- _Problema proposto_
Transcreva como uma lista JSON de strings as linhas do material que começam na linha com "Trace the outline of every instance of the shade" e seguem até a linha com "97 L 37 101", ambas incluídas. Use uma string para cada linha e omita as linhas em branco.

- _Material da tarefa_

== == ==

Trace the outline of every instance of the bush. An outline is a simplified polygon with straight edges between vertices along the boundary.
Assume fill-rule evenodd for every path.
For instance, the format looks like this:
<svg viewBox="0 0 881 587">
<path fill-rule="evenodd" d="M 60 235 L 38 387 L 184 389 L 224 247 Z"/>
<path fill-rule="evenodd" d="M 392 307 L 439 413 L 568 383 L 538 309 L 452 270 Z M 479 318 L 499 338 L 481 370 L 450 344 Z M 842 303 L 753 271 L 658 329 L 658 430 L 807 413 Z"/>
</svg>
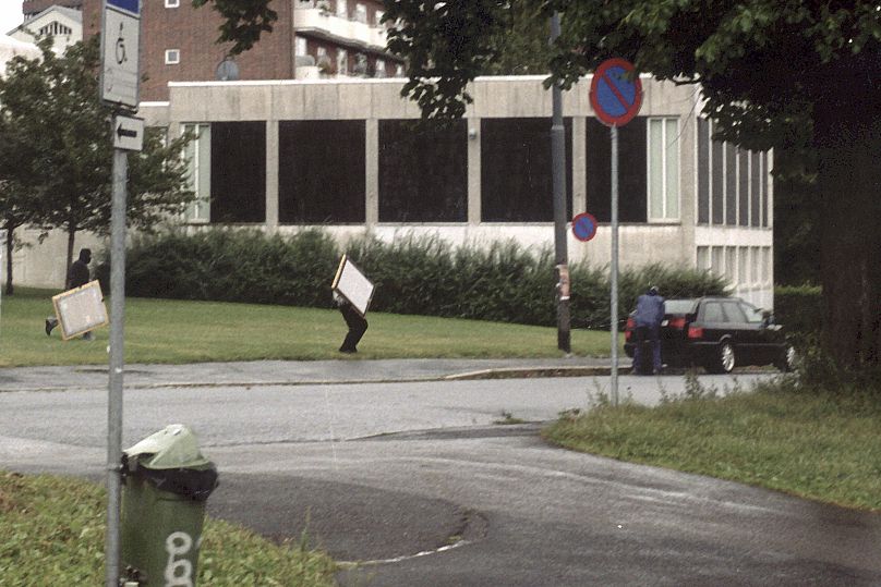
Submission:
<svg viewBox="0 0 881 587">
<path fill-rule="evenodd" d="M 341 250 L 324 232 L 292 237 L 257 231 L 170 232 L 142 237 L 128 253 L 130 295 L 330 307 L 329 285 Z M 346 253 L 376 283 L 371 309 L 554 326 L 554 258 L 514 241 L 454 247 L 437 236 L 351 242 Z M 607 271 L 569 267 L 572 328 L 608 329 Z M 709 272 L 661 265 L 623 271 L 619 316 L 650 284 L 666 297 L 717 295 Z M 623 322 L 624 320 L 621 320 Z"/>
<path fill-rule="evenodd" d="M 817 337 L 823 320 L 823 293 L 817 285 L 774 289 L 774 319 L 799 337 Z"/>
</svg>

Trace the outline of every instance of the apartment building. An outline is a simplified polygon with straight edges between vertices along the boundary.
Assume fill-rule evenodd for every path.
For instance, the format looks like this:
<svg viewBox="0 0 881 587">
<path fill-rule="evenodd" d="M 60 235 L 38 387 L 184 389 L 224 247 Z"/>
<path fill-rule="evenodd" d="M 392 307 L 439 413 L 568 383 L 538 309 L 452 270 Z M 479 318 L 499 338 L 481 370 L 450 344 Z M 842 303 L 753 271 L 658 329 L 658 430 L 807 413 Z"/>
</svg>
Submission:
<svg viewBox="0 0 881 587">
<path fill-rule="evenodd" d="M 28 0 L 25 9 L 35 10 L 40 1 Z M 98 34 L 102 1 L 68 1 L 81 5 L 84 34 Z M 273 32 L 231 58 L 230 45 L 216 42 L 221 19 L 210 7 L 142 0 L 141 99 L 168 100 L 169 82 L 403 74 L 402 61 L 385 48 L 379 0 L 273 0 L 270 5 L 278 13 Z"/>
</svg>

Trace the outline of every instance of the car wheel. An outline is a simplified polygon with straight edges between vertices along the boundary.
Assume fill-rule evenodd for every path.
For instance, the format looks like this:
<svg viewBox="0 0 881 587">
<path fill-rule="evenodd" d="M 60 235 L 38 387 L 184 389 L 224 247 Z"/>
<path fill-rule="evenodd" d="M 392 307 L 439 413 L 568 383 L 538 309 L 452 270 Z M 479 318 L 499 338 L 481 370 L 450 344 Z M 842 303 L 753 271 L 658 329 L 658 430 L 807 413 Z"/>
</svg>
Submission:
<svg viewBox="0 0 881 587">
<path fill-rule="evenodd" d="M 734 353 L 734 345 L 728 341 L 722 341 L 716 347 L 715 357 L 707 365 L 707 370 L 712 374 L 728 374 L 734 370 L 736 364 L 737 357 Z"/>
<path fill-rule="evenodd" d="M 780 356 L 777 356 L 777 359 L 774 362 L 774 367 L 783 372 L 792 372 L 795 370 L 797 362 L 798 353 L 796 353 L 795 346 L 792 344 L 786 344 L 783 351 L 781 351 Z"/>
</svg>

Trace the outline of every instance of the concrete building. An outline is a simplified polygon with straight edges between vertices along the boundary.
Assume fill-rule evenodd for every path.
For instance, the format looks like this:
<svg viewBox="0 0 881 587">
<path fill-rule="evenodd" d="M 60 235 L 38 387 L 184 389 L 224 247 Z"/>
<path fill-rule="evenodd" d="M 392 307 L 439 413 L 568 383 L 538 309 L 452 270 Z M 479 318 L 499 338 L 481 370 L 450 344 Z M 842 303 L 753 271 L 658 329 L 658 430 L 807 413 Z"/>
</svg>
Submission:
<svg viewBox="0 0 881 587">
<path fill-rule="evenodd" d="M 551 94 L 543 77 L 485 77 L 450 127 L 414 125 L 399 80 L 170 83 L 145 102 L 148 124 L 193 130 L 200 200 L 184 220 L 292 233 L 321 225 L 340 241 L 437 234 L 452 243 L 553 244 Z M 771 154 L 713 142 L 693 86 L 643 77 L 640 117 L 619 130 L 620 261 L 725 276 L 773 306 Z M 572 261 L 611 259 L 610 139 L 589 80 L 566 93 L 569 217 L 590 211 L 596 237 L 570 236 Z"/>
<path fill-rule="evenodd" d="M 25 21 L 9 32 L 23 42 L 37 42 L 51 37 L 52 51 L 58 54 L 83 40 L 83 13 L 75 8 L 52 4 L 36 14 L 25 14 Z"/>
</svg>

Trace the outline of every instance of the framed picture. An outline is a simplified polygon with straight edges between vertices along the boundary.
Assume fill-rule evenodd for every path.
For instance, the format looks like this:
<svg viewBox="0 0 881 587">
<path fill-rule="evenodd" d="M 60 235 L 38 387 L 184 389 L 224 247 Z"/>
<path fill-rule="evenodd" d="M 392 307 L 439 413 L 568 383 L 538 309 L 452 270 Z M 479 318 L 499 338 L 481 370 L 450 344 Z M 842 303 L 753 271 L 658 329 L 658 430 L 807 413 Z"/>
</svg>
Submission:
<svg viewBox="0 0 881 587">
<path fill-rule="evenodd" d="M 373 291 L 376 289 L 346 255 L 339 260 L 339 268 L 330 288 L 346 298 L 361 316 L 367 313 Z"/>
<path fill-rule="evenodd" d="M 73 339 L 96 328 L 107 326 L 107 307 L 97 281 L 69 290 L 52 297 L 61 338 Z"/>
</svg>

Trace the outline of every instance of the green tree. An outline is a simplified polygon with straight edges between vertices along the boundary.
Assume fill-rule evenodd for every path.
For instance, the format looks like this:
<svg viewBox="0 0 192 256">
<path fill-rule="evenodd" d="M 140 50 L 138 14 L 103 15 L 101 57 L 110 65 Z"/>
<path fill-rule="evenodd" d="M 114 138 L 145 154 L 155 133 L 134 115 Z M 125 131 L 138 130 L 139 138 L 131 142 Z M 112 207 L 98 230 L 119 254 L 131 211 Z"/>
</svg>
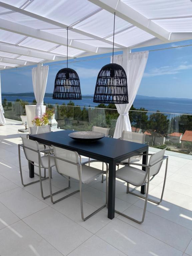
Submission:
<svg viewBox="0 0 192 256">
<path fill-rule="evenodd" d="M 147 130 L 151 134 L 152 141 L 155 144 L 157 137 L 165 136 L 167 135 L 169 120 L 167 116 L 157 110 L 155 113 L 150 115 L 147 125 Z"/>
</svg>

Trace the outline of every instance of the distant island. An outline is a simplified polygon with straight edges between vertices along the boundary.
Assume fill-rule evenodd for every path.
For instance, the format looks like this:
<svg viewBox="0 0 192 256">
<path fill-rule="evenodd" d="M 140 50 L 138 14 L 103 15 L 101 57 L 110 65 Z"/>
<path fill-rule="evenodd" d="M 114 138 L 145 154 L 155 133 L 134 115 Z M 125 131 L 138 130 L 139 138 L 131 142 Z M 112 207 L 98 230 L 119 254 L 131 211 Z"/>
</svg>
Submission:
<svg viewBox="0 0 192 256">
<path fill-rule="evenodd" d="M 2 93 L 1 94 L 2 97 L 5 97 L 6 96 L 20 96 L 22 97 L 35 97 L 34 92 L 24 92 L 21 93 Z M 45 97 L 52 98 L 53 96 L 52 93 L 45 93 Z M 82 95 L 82 98 L 93 98 L 93 96 L 89 95 Z"/>
</svg>

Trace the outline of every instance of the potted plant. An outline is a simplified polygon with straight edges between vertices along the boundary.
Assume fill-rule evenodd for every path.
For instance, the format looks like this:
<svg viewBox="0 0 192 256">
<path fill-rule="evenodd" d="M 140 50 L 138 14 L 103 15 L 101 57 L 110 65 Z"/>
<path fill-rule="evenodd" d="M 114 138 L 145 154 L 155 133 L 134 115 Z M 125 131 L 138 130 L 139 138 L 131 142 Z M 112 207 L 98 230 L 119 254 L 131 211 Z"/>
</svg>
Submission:
<svg viewBox="0 0 192 256">
<path fill-rule="evenodd" d="M 49 109 L 47 109 L 46 110 L 46 112 L 45 113 L 47 115 L 48 119 L 49 119 L 49 123 L 50 124 L 50 126 L 51 127 L 52 127 L 52 125 L 51 123 L 51 121 L 52 121 L 52 119 L 53 119 L 53 115 L 54 115 L 54 114 L 55 114 L 55 111 L 54 111 L 54 109 L 53 108 Z"/>
<path fill-rule="evenodd" d="M 49 123 L 49 118 L 46 113 L 44 113 L 42 117 L 36 116 L 32 120 L 32 123 L 36 126 L 42 126 L 47 125 Z"/>
<path fill-rule="evenodd" d="M 25 106 L 26 105 L 28 105 L 28 102 L 27 101 L 20 99 L 19 100 L 19 102 L 23 108 L 23 115 L 20 116 L 21 121 L 22 121 L 22 124 L 25 124 L 25 122 L 27 122 Z"/>
</svg>

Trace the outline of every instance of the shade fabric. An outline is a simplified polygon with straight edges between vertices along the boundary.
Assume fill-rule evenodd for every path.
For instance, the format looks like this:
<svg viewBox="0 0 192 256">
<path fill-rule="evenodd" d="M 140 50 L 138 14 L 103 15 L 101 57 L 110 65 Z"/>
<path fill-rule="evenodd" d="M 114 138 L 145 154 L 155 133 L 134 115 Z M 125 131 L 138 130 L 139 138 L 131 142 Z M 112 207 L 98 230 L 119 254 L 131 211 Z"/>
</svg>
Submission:
<svg viewBox="0 0 192 256">
<path fill-rule="evenodd" d="M 4 110 L 2 106 L 1 100 L 1 73 L 0 73 L 0 125 L 2 125 L 6 123 L 4 115 Z"/>
<path fill-rule="evenodd" d="M 43 98 L 47 85 L 49 66 L 40 66 L 32 69 L 32 79 L 35 97 L 37 101 L 35 116 L 41 117 L 43 114 Z"/>
<path fill-rule="evenodd" d="M 123 51 L 122 55 L 115 55 L 113 57 L 114 63 L 121 65 L 127 74 L 129 98 L 129 103 L 127 104 L 115 104 L 119 114 L 113 136 L 113 138 L 115 139 L 121 137 L 123 131 L 131 131 L 129 110 L 139 87 L 148 54 L 148 51 L 131 53 L 129 49 L 126 49 Z M 112 61 L 111 57 L 111 62 Z"/>
</svg>

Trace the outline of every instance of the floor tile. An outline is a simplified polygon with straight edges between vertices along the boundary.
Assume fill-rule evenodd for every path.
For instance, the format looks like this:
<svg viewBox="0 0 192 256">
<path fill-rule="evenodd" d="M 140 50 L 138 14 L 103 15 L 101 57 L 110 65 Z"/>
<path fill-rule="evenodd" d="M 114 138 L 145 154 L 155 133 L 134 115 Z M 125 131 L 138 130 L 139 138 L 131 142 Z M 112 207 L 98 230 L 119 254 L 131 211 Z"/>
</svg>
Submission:
<svg viewBox="0 0 192 256">
<path fill-rule="evenodd" d="M 45 197 L 50 194 L 50 190 L 49 188 L 49 184 L 48 183 L 45 182 L 45 181 L 43 181 L 42 182 L 42 185 L 43 186 L 43 195 Z M 27 191 L 30 194 L 36 197 L 39 198 L 44 203 L 45 203 L 49 205 L 51 205 L 53 203 L 51 201 L 51 199 L 50 197 L 46 198 L 45 199 L 43 199 L 41 196 L 41 189 L 40 188 L 40 184 L 39 182 L 35 183 L 34 184 L 32 184 L 29 186 L 27 186 L 24 187 L 23 189 L 26 191 Z M 55 187 L 54 186 L 52 186 L 52 192 L 53 193 L 55 192 L 57 192 L 60 190 L 59 188 Z M 68 194 L 65 191 L 59 193 L 58 195 L 55 195 L 54 196 L 54 200 L 56 200 L 59 198 L 60 198 L 63 196 L 66 196 Z"/>
<path fill-rule="evenodd" d="M 0 230 L 0 255 L 62 256 L 22 220 Z"/>
<path fill-rule="evenodd" d="M 185 252 L 189 255 L 192 256 L 192 240 L 191 241 L 186 249 Z"/>
<path fill-rule="evenodd" d="M 159 186 L 162 187 L 163 185 L 163 184 L 162 183 L 160 184 Z M 165 187 L 167 189 L 172 191 L 179 192 L 186 196 L 192 197 L 192 185 L 189 186 L 181 182 L 174 181 L 170 179 L 167 179 L 165 184 Z"/>
<path fill-rule="evenodd" d="M 132 205 L 123 213 L 141 220 L 143 213 L 143 209 Z M 149 212 L 146 212 L 142 224 L 121 215 L 117 218 L 182 252 L 184 252 L 192 238 L 192 230 Z"/>
<path fill-rule="evenodd" d="M 64 255 L 71 252 L 92 235 L 50 207 L 23 220 Z"/>
<path fill-rule="evenodd" d="M 0 175 L 0 193 L 17 187 L 18 186 L 11 181 Z"/>
<path fill-rule="evenodd" d="M 153 192 L 155 196 L 160 194 L 160 190 L 159 187 L 157 188 L 151 193 Z M 165 189 L 164 198 L 160 205 L 148 202 L 147 210 L 192 230 L 192 203 L 191 200 L 190 201 L 191 198 L 170 191 Z M 157 199 L 159 197 L 158 195 L 156 196 L 154 198 Z M 144 201 L 140 199 L 134 205 L 143 208 Z"/>
<path fill-rule="evenodd" d="M 20 219 L 47 207 L 47 205 L 20 188 L 0 194 L 0 202 Z"/>
<path fill-rule="evenodd" d="M 93 236 L 68 256 L 125 256 L 126 255 L 95 236 Z"/>
<path fill-rule="evenodd" d="M 96 235 L 129 256 L 173 255 L 183 253 L 116 218 Z"/>
<path fill-rule="evenodd" d="M 192 169 L 187 169 L 185 167 L 183 167 L 175 172 L 175 173 L 192 177 Z"/>
<path fill-rule="evenodd" d="M 4 171 L 9 171 L 16 166 L 7 161 L 0 158 L 0 173 Z"/>
<path fill-rule="evenodd" d="M 21 166 L 27 165 L 28 164 L 28 161 L 25 158 L 21 157 Z M 19 157 L 18 156 L 15 155 L 15 156 L 12 156 L 11 158 L 9 157 L 5 157 L 4 160 L 8 163 L 10 163 L 13 165 L 17 167 L 19 167 Z"/>
<path fill-rule="evenodd" d="M 2 172 L 0 173 L 0 174 L 2 176 L 10 180 L 17 186 L 21 187 L 23 187 L 23 186 L 21 184 L 20 170 L 18 167 L 14 166 L 13 168 L 9 169 L 8 170 Z M 23 182 L 25 184 L 35 180 L 37 180 L 39 179 L 39 177 L 35 175 L 34 178 L 29 178 L 29 173 L 27 173 L 24 171 L 22 170 L 22 174 Z"/>
<path fill-rule="evenodd" d="M 19 220 L 17 216 L 0 203 L 0 229 Z"/>
<path fill-rule="evenodd" d="M 98 209 L 85 202 L 83 204 L 84 217 Z M 86 221 L 84 221 L 81 218 L 80 200 L 73 196 L 52 205 L 52 207 L 94 233 L 111 221 L 107 218 L 107 213 L 100 211 Z"/>
<path fill-rule="evenodd" d="M 192 170 L 191 171 L 192 173 Z M 189 177 L 182 175 L 181 174 L 174 173 L 168 178 L 168 180 L 170 180 L 173 181 L 182 183 L 189 186 L 192 186 L 192 177 Z"/>
</svg>

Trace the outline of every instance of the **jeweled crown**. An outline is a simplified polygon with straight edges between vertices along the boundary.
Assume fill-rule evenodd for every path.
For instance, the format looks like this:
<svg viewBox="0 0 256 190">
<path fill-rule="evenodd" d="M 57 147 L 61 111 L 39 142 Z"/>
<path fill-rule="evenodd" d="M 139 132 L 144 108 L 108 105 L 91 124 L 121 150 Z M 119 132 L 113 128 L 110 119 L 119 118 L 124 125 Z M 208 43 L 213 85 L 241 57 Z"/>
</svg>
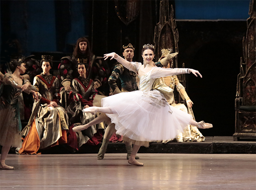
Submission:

== == ==

- _Resposta_
[
  "Trace the outline of every instance of the shade fabric. An outline is a simplified polygon with straight edges between vertices along the boundary.",
  "Assume fill-rule evenodd for every path.",
  "For instance, the format looks like this:",
  "<svg viewBox=\"0 0 192 256\">",
  "<path fill-rule=\"evenodd\" d=\"M 140 50 L 138 14 L 103 15 L 101 57 L 110 65 Z\"/>",
  "<path fill-rule=\"evenodd\" d=\"M 114 138 L 145 154 L 155 133 L 134 115 Z M 125 131 L 138 130 L 139 138 L 131 142 Z M 112 207 L 98 230 L 119 254 L 131 211 Z\"/>",
  "</svg>",
  "Submission:",
  "<svg viewBox=\"0 0 192 256\">",
  "<path fill-rule=\"evenodd\" d=\"M 4 110 L 2 106 L 1 100 L 1 73 L 0 73 L 0 125 L 2 125 L 6 123 L 4 115 Z\"/>",
  "<path fill-rule=\"evenodd\" d=\"M 43 98 L 47 85 L 49 66 L 40 66 L 32 69 L 32 79 L 35 97 L 37 101 L 35 116 L 41 117 L 43 114 Z\"/>"
]